*Исходный фрагмент:*
«‎Про нежный рев ночного мотоцикла и львов ручных из цирка Шапито»: поэт Вячеслав Вербин

Текст: Дарья Шаталова
Иллюстрации: Лариса Ордановская
Коллажи: Анастасия Петрочук

Когда речь заходит про Ленинград 70-80х годов, Вячеслав Вербин, степенный и седовласый — 26 ноября он отмечает 80-й день рождения — заметно молодеет: в глазах начинают прыгать огоньки, голос становится громче и увереннее.

Кажется, сам Вербин — воплощение того поэтического, театрального, ироничного Ленинграда, который никуда не исчез, просто нужно слегка поменять угол зрения, чтобы увидеть его.

В конце мая, пока шел дождь, мы сидели в гостях у Вячеслава Михайловича, неподалеку от Таврического сада: пили кофе, говорили три с лишним часа — о линиях Васильевского острова, об африканских странах, но больше о театрах и поэтах. «‎Вячеслав Михайлович, ну, а вы же стихи еще замечательные пишете», — наше знакомство, на самом деле, началось заочно и символично, накануне я ждала вылет в Петербург, смотрела на взлетные полосы, на искристые крылья самолетов, листала распечатанные на принтере черно-белые строфы и замирала от близости образов:

«‎…кончался, будто номер танцевальный, –
Объятьями… О этот пасторальный
Балет в рассветном аэропорту!»

«‎Да так, писал с юности», — и принес мне целую папку с рукописями. С одним из блокнотов я и ушла из гостей. Читала, перечитывала. И вот они — стихи, филигранные, полные нежности, того самого Ленинграда 70-х и отсветов белых ночей.

***
Там, где неуследимо
Измениться спеша,
Мчалось облачко дыма,
Словно чья-то душа,
Где бензиновым чадом
Оглушало стволы,
(Доставалось дриадам
От электропилы).
Где, как в лёд – без движенья —
В пруд, где сверху грязца,
Вмерзло не отраженье,
Отторженье Дворца,
Мы с тобою лежали,
На траве распростерты,
Как по горизонтали
Слово в нежном кроссворде…

***
Прошу тебя, открой окно во двор.
Пускай торцы столпятся
Подслушивать наш смутный разговор,
Подмигивать, смеяться.
Мирок мансард, подвалов, чердаков,
Как мальчик, любопытен…
Как нравится тебе моя любовь
Среди других событий?
Как нравится тебе весь этот сдвиг,
И суета, и смута,
Где с робостью и радостью любви
Рассвет так просто спутать?
Где, от рожденья ко всему готов,
Мир держится на нити…
Как нравится тебе моя любовь
Среди иных наитий?…
Прошу тебя, открой окно во двор!…

***
Эти ночи, луженые,
Как кастрюльные днища.
Эти белые ночи из алюминия.
Мы – бродяги.
Мы счастливы тем, что мы нищие.
Да, любимая?
За душой ни тряпья,
Ни обид, ни пристанищ.
Пять вокзалов –
Вся наша пропащая братия.
Вот опять до угла.
Ты обнимешь и канешь
Где-то возле Марата.
Вот и жизнь началась.
Ночевать – предрассудок.

*Собранные данные:*
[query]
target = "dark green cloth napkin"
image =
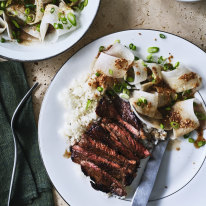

*Поставленная задача A:* Процитируйте из фрагмента о Вячеславе Вербине отрывок от «Кажется, сам Вербин» до «чтобы увидеть его.».
*Поставленная задача B:* Назовите всех людей, указанных во фрагменте о Вячеславе Вербине как авторы текста, иллюстраций и коллажей, с их ролью.

*Результат упражнения A:*
Кажется, сам Вербин — воплощение того поэтического, театрального, ироничного Ленинграда, который никуда не исчез, просто нужно слегка поменять угол зрения, чтобы увидеть его.

*Результат упражнения B:*
Дарья Шаталова — текст
Лариса Ордановская — иллюстрации
Анастасия Петрочук — коллажи